Start of SOURCE TEXT

The Free Flow Of Uncensored Facts

1997 Editions
Previous articles from Germany Alert's 1997 editions online.

Bundesrat Votes to Allow Constitutional Snooping
BERLIN (February 7, 1998) -- The Germans' constitutional right to privacy in their homes has been taken away. The Bundesrat, Germany's upper house, voted to change Article 13, allowing the government to eavesdrop on its citizens. They will need a court's approval to do so. The Bundesrat's action follows on last month's vote in the lower house, the Bundestag.

Jobless Stage Massive Protest
BERLIN (February 5, 1998) -- Unemployed Germans took to the streets in forty cities today, protesting against Chancellor Helmut Kohl's failure to reverse the worst jobless crisis in post-war history. Organizers said at least 200,000 persons took part in demonstrations, which were mostly peaceful.

Unemployment Soars Past 4.8 Million in Germany
BONN (February 4, 1998) -- More than four million eight hundred thousand persons are now officially unemployed in Germany, the Federal Labor Office disclosed.

It is the highest number of jobless recorded since the Federal Republic of Germany was founded.

Bundestag Repeals German Constitutional Right of Privacy
BONN (January 17, 1998) -- Not since Adolf Hitler reigned could a German government invade citizens' privacy by spying on them in their homes, in their offices, where they shop or where they meet their friends. Yet on Friday (Jan. 16) two-thirds of the country's parliamentarians changed the constitution, threw out its citizens' right of privacy, repealed their freedom from fear that the German state was spying on them.

Chancellor Helmut Kohl's christian democrats (CDU and CSU) could not have changed the constitution on their own.  They only managed to do so because they were backed by the votes of foreign minister and former spymaster Klaus Kinkel's free democrats (FDP) and those of many "opposition" social democrats (SPD). The vote was 452-184.

The only Germans immune from being spied upon by their government will be defense attorneys durings meetings with their clients, priests hearing confessions and, of course, members of parliament -- the Bundestag.

Confidentiality between doctors and patients will be wiped away because medical practices are not protected against the state's snoops. Freedom of the press is expected to be a big loser since newspapers and their correspondents can now be targeted. Former justice minister Sabine Leutheusser-Schnarrenberger warned that innocent citizens will not be excepted from state spying. Democratic socialist (PDS) leader Gregor Gysi noted that Germany had survived legions of Warsaw Pact spies as well as Red Army terrorists without repealing its citizens' rights. He asked how it could be so necessary to take those rights away now.

Next stop for the constitutional repeal is Germany's upper house, the Bundesrat.

End of SOURCE TEXT
Start of DATASET RECORDS

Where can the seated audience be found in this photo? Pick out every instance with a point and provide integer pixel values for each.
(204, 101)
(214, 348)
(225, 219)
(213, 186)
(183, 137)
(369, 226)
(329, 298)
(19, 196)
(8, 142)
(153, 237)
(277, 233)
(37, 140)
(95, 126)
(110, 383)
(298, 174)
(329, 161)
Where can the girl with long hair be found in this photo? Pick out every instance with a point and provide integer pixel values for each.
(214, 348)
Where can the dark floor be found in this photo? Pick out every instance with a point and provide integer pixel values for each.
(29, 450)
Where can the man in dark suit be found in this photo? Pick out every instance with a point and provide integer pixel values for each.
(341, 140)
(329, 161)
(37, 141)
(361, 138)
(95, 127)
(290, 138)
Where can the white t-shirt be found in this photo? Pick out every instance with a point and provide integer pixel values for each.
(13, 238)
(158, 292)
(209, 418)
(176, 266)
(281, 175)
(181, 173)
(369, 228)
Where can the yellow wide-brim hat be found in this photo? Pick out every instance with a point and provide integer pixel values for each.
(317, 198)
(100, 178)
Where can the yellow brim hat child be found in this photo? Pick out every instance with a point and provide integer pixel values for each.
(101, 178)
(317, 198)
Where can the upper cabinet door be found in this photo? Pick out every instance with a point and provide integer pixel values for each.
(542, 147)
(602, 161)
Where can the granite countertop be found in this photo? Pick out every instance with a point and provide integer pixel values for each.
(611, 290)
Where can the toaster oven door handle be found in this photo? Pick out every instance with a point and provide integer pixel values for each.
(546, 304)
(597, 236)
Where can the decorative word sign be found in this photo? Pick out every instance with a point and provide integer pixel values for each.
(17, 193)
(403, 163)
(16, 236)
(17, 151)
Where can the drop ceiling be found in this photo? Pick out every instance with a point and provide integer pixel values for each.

End of DATASET RECORDS

▶ _PROBLEM A_: Please copy the Germany Alert page word for word, from "The only Germans" up to and including "-- the Bundestag.".
▶ _PROBLEM B_: According to the Germany Alert page, how many people did organizers say joined the demonstrations by the unemployed on February 5, 1998?
▶ _PROBLEM C_: Write what comes next on the Germany Alert page, picking up after its final sentence.
The data plays no role here.

▶ _TASK RESULT A_:
The only Germans immune from being spied upon by their government will be defense attorneys durings meetings with their clients, priests hearing confessions and, of course, members of parliament -- the Bundestag.

▶ _TASK RESULT B_: At least 200,000 people.

▶ _TASK RESULT C_:
Bundeswehr Gave SS Nazis 'Humanitarian Help'
BERLIN (January 16, 1998) -- It turns out that the German military supplied military vehicles as a gift to a notorious group of veteran Nazi SS volunteers. The latest in a shockingly long list of scandals involving the Bundeswehr came to light in a report on Panorama, a German television newsmagazine program.

Two military trucks were provided without charge to Kameradenwerk Korps Steiner, an organization named for one of Hitler's favorite generals, Felix Steiner, of the murderous Waffen SS.

To top it off, German military officials wrote off the 1996-97 gift of the trucks as "humanitarian help."

Chancellor Helmut Kohl and his ministers have repeatedly sought to downplay the shocklist of Bundeswehr-Nazi scandals as "isolated incidents." But on Friday (Jan. 16) the military announced it will suspend all "humanitarian help" gifts of vehicles.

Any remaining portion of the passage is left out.